• Given exercise:
Extract each line in the material below that contains the word "gear".

• Data for the task:
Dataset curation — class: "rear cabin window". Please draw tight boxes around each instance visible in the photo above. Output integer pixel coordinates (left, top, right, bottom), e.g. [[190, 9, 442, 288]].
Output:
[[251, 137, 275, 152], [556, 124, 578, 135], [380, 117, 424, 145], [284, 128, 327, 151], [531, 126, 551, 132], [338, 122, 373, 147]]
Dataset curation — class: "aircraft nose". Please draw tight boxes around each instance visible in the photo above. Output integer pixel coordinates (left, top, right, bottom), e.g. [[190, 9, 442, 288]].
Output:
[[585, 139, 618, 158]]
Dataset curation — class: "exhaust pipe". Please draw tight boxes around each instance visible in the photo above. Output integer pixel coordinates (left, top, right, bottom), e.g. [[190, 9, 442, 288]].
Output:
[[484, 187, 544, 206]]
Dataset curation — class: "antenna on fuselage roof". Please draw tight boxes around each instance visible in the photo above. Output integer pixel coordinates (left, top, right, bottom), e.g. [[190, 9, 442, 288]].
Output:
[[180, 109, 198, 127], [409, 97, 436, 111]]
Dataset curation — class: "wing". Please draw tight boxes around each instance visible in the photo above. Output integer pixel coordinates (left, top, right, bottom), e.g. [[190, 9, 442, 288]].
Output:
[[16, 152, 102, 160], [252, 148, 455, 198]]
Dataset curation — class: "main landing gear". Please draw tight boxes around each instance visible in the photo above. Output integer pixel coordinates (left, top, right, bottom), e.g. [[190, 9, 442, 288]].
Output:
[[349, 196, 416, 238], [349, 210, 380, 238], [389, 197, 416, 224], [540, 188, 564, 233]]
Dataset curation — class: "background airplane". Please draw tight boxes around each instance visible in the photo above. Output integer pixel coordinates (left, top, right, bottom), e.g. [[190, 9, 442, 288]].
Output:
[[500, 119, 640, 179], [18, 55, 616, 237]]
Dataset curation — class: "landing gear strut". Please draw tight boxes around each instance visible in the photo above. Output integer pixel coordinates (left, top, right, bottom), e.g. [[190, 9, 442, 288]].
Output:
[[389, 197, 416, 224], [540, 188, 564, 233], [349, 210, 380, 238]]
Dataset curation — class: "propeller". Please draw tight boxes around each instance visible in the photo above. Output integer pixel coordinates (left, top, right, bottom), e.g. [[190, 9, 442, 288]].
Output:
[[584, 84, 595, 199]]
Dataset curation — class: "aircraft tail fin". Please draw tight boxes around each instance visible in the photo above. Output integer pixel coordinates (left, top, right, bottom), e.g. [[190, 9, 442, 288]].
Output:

• Solution for this problem:
Dataset curation — class: "main landing gear". Please draw tight boxes around each instance visible in the photo above. Output integer pixel coordinates (left, top, right, bottom), e.g. [[190, 9, 442, 288]].
Dataset curation — class: "landing gear strut". Please draw tight boxes around each instance visible in the photo above. Output integer pixel coordinates (left, top, right, bottom), e.g. [[190, 9, 442, 288]].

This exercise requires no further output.